**Brief**
Gather every line of the records that contains the word "glass" and copy each one in full. Case counts.
---------- Material for this exercise
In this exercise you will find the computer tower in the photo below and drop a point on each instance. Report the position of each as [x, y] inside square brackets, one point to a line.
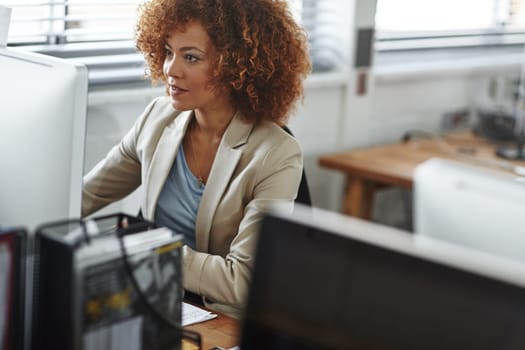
[114, 282]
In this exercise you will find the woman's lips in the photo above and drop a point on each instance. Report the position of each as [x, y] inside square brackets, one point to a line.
[176, 91]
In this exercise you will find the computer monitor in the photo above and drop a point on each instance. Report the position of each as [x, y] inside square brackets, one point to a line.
[324, 281]
[469, 205]
[12, 288]
[42, 136]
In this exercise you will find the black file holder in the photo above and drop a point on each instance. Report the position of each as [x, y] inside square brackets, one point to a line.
[111, 282]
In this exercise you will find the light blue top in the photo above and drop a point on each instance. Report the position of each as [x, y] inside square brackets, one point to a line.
[179, 200]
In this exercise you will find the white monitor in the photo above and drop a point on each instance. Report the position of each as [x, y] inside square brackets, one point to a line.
[471, 206]
[42, 136]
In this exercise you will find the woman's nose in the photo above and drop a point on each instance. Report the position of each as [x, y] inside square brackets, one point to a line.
[172, 67]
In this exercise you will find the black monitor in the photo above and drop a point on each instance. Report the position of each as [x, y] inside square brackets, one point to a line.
[324, 281]
[12, 288]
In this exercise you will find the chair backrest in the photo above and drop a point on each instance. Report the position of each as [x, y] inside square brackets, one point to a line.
[303, 194]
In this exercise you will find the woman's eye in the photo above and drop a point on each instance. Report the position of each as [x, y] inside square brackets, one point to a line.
[191, 58]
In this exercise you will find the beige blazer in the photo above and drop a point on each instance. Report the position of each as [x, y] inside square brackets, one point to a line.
[256, 166]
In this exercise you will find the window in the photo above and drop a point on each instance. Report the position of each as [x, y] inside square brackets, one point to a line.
[99, 33]
[410, 24]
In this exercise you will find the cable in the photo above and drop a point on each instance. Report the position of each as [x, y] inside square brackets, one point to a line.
[187, 334]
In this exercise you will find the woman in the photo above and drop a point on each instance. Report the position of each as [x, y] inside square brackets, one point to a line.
[212, 156]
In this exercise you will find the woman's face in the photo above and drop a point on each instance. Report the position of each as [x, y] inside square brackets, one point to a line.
[187, 68]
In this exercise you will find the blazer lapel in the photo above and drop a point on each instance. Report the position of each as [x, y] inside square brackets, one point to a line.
[162, 160]
[226, 159]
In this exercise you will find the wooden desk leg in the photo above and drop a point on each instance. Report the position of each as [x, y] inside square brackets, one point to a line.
[358, 198]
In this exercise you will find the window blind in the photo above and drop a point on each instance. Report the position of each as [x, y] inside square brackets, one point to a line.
[412, 24]
[99, 33]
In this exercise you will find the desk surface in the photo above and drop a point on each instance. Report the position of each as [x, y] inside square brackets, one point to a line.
[393, 164]
[223, 331]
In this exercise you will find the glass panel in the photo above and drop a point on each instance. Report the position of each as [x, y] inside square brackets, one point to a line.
[93, 20]
[434, 15]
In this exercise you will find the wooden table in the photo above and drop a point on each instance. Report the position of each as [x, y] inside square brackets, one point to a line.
[369, 169]
[223, 331]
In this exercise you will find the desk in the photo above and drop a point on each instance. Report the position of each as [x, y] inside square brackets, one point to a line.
[221, 331]
[372, 168]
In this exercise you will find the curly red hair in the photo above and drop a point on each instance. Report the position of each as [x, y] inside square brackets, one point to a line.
[262, 52]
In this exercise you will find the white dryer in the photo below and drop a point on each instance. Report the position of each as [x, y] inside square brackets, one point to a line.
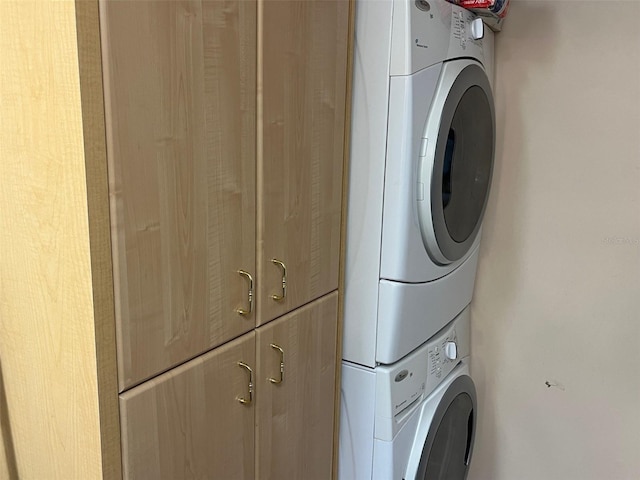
[421, 164]
[414, 420]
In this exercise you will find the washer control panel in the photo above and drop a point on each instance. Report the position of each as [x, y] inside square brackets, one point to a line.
[402, 386]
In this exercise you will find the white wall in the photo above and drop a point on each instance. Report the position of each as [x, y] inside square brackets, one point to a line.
[558, 290]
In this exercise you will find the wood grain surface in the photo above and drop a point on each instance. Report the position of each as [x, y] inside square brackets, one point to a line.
[50, 409]
[302, 63]
[188, 423]
[180, 109]
[294, 419]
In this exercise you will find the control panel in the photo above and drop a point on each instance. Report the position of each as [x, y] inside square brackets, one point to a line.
[402, 386]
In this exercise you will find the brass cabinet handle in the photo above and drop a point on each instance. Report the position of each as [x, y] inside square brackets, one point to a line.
[242, 400]
[242, 311]
[279, 298]
[274, 380]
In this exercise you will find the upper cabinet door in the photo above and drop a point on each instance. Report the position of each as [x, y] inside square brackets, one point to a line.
[302, 87]
[296, 388]
[179, 82]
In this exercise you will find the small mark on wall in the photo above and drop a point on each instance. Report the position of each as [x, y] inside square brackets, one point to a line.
[554, 384]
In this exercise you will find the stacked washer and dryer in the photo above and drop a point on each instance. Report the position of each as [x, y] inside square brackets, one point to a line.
[423, 137]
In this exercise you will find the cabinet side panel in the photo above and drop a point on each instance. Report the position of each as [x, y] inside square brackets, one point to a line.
[295, 418]
[188, 423]
[302, 90]
[179, 95]
[49, 412]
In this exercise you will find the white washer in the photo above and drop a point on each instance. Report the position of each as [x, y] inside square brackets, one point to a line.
[413, 420]
[421, 163]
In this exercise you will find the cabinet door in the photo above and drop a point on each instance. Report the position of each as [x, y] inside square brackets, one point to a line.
[294, 437]
[189, 423]
[179, 82]
[302, 83]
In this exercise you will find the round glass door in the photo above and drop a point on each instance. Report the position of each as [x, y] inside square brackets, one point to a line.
[447, 450]
[463, 163]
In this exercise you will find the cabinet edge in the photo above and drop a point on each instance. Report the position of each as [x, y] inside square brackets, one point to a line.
[343, 231]
[93, 124]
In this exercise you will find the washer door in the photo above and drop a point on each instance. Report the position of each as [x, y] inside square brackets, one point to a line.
[458, 161]
[447, 449]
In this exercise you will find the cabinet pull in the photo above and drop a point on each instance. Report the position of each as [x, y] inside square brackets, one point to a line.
[242, 311]
[276, 297]
[243, 400]
[274, 380]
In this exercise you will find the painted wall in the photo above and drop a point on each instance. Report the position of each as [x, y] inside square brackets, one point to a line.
[556, 312]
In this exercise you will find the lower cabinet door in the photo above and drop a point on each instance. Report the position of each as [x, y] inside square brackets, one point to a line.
[296, 382]
[190, 422]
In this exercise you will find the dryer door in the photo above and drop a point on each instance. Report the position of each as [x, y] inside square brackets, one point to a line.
[458, 161]
[447, 448]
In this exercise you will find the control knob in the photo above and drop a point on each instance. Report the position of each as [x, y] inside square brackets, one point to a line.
[451, 350]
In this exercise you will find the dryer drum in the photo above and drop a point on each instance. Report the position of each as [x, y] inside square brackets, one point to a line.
[463, 163]
[449, 444]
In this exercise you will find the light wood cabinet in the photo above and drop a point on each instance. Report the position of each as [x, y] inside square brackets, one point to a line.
[180, 88]
[163, 155]
[301, 128]
[188, 422]
[294, 417]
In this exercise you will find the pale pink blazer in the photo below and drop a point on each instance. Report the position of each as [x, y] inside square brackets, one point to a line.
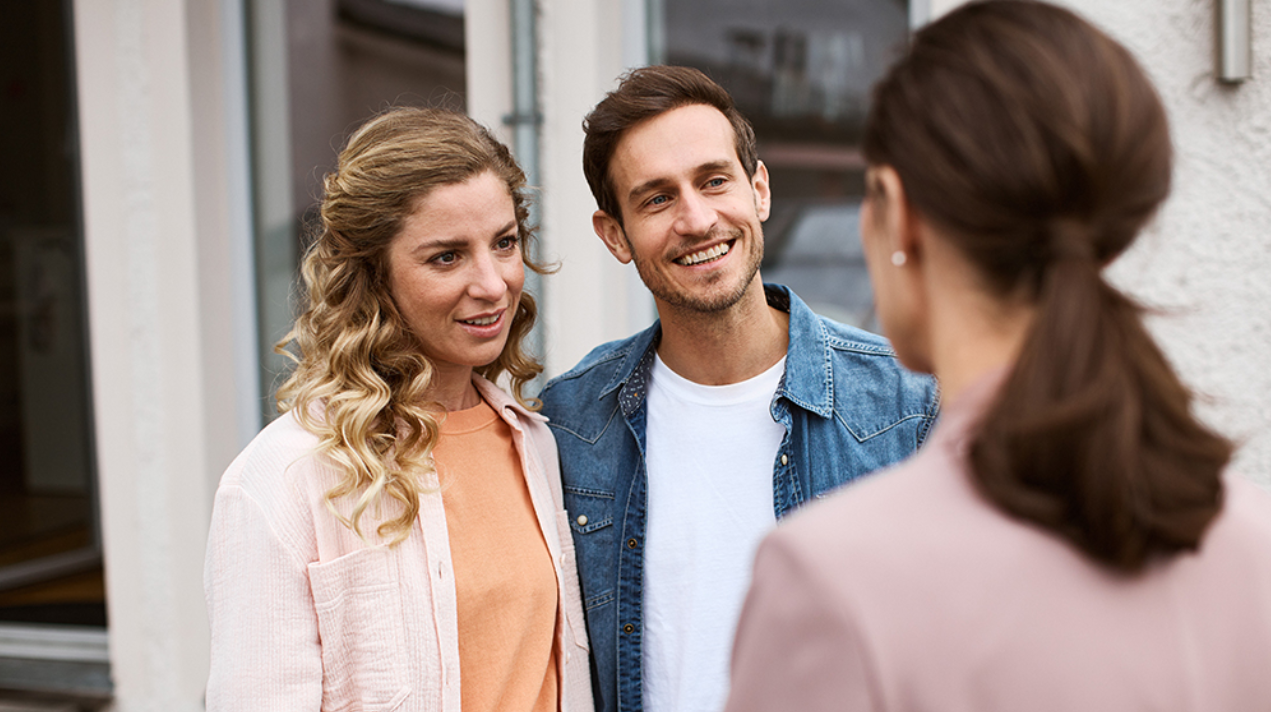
--------------------
**Expected output**
In this exercise you will find the glass panel in the photo above and drop a point on each instance. Report the position of each as [x, y] inside square brackets, one point to a line.
In this exercise you will find the round glass door in the photo above and drop a point on each instance. Report the position of each as [x, y] inside square brackets, one point to a line.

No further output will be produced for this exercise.